> _Exercise prompt_:
Gather every line in the listing below that contains the string "boat", and treat uppercase and lowercase letters as different.
******************************
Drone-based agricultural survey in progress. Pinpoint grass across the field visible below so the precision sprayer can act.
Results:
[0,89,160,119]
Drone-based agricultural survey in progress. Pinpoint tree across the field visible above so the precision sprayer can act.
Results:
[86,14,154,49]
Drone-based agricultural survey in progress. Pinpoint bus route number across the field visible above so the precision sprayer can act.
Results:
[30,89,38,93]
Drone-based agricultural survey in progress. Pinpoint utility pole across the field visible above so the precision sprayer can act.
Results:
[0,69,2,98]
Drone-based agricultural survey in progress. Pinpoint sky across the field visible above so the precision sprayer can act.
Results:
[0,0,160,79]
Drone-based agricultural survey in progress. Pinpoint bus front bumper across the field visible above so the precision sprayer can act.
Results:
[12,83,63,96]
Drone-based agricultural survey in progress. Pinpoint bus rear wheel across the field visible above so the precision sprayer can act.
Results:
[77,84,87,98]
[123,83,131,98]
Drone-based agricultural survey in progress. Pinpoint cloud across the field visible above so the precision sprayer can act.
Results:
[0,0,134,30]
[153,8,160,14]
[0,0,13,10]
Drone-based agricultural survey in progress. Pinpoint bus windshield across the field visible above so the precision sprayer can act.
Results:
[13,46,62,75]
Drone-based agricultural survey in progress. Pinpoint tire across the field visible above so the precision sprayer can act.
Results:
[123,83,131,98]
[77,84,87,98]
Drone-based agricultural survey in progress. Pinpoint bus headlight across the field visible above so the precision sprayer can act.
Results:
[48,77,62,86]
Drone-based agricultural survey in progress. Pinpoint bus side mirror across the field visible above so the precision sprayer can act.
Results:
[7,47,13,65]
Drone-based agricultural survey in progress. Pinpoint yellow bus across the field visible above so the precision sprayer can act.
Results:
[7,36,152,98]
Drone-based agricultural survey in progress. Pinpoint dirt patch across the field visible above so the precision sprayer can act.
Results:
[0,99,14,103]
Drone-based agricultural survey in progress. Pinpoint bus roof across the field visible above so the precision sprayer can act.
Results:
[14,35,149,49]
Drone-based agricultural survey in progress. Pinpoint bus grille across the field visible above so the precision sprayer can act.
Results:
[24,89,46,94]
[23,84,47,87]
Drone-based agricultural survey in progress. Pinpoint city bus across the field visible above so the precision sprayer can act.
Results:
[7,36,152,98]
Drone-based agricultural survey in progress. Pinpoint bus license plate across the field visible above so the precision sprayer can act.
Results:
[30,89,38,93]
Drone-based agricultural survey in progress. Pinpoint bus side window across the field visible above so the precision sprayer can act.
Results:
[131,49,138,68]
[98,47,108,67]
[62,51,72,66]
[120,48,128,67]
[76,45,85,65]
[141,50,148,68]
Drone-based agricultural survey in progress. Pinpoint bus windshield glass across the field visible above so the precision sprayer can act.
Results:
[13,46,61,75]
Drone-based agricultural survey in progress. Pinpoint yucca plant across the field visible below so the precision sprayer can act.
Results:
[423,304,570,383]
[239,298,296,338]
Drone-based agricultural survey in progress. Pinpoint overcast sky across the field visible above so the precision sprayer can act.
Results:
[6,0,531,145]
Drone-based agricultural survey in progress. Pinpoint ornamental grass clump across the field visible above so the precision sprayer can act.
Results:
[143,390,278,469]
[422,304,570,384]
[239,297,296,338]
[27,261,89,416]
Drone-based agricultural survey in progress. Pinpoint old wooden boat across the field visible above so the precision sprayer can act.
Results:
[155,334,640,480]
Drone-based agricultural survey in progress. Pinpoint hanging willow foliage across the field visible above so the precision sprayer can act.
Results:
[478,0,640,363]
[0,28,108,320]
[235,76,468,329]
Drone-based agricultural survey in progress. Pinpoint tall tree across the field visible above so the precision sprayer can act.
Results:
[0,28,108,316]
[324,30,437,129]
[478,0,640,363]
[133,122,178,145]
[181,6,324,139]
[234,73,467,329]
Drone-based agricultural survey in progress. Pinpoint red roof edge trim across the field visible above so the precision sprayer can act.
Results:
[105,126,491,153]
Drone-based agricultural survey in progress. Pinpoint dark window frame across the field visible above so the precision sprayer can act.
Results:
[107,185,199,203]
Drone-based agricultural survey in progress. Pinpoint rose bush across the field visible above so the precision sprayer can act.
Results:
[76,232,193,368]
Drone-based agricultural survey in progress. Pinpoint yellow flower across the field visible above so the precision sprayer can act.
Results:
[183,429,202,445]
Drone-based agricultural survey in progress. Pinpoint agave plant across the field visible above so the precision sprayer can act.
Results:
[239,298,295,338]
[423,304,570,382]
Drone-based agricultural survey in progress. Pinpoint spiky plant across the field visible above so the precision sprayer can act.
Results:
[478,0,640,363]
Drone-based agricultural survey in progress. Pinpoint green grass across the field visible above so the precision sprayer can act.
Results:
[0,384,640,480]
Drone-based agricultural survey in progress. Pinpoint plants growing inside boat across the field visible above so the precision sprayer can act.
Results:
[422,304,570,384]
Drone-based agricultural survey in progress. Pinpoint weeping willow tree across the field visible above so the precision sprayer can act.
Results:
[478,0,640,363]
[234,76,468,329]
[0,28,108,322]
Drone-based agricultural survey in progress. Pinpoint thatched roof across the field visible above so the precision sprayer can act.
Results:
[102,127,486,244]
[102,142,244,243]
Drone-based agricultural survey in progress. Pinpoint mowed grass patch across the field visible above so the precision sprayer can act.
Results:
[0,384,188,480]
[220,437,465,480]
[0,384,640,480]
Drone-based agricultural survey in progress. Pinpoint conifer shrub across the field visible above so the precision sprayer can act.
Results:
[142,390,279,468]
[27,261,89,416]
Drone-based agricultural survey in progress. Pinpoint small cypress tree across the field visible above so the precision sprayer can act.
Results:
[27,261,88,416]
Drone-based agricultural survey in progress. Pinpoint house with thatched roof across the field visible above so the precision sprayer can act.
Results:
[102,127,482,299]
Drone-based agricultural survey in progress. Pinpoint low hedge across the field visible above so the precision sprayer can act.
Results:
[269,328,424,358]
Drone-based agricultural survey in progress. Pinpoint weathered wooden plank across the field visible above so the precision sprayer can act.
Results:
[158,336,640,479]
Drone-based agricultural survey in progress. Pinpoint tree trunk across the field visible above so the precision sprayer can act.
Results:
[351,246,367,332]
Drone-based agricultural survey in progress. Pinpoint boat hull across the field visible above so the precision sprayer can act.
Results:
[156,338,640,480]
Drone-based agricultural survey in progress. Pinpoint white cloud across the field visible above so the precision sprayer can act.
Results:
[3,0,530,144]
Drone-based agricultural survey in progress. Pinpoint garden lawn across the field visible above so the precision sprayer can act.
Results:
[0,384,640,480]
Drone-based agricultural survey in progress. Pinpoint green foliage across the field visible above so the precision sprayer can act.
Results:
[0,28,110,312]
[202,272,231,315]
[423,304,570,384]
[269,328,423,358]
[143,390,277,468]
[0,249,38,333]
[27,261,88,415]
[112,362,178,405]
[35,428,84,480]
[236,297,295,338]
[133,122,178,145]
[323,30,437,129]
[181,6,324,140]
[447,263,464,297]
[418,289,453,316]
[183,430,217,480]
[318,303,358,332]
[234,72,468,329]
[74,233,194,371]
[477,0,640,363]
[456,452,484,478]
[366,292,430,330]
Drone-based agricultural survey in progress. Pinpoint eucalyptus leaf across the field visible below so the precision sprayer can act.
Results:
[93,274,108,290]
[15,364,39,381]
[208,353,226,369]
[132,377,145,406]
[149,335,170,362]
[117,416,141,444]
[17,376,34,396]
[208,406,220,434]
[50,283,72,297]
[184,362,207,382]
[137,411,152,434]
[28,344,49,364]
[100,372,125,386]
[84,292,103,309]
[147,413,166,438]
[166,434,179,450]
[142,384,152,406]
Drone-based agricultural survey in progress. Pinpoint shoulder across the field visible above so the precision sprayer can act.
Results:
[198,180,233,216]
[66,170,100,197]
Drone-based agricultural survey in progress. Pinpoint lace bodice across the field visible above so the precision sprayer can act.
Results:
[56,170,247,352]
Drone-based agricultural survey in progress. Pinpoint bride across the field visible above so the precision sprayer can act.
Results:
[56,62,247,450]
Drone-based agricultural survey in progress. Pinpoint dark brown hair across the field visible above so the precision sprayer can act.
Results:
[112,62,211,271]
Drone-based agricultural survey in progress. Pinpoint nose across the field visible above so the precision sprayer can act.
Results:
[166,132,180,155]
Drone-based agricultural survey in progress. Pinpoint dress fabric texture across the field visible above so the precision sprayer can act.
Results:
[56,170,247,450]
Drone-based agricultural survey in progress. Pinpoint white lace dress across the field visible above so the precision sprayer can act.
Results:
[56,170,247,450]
******************************
> _Solution for this task_:
Drone-based agricultural survey in progress. Pinpoint old wooden boat across the field visible above so the precision sprayer can act.
Drone-based agricultural survey in progress. Pinpoint plants growing inside boat across the field visible above so the precision sprayer can act.
Drone-based agricultural survey in progress. Pinpoint boat hull across the field visible above so the precision sprayer can act.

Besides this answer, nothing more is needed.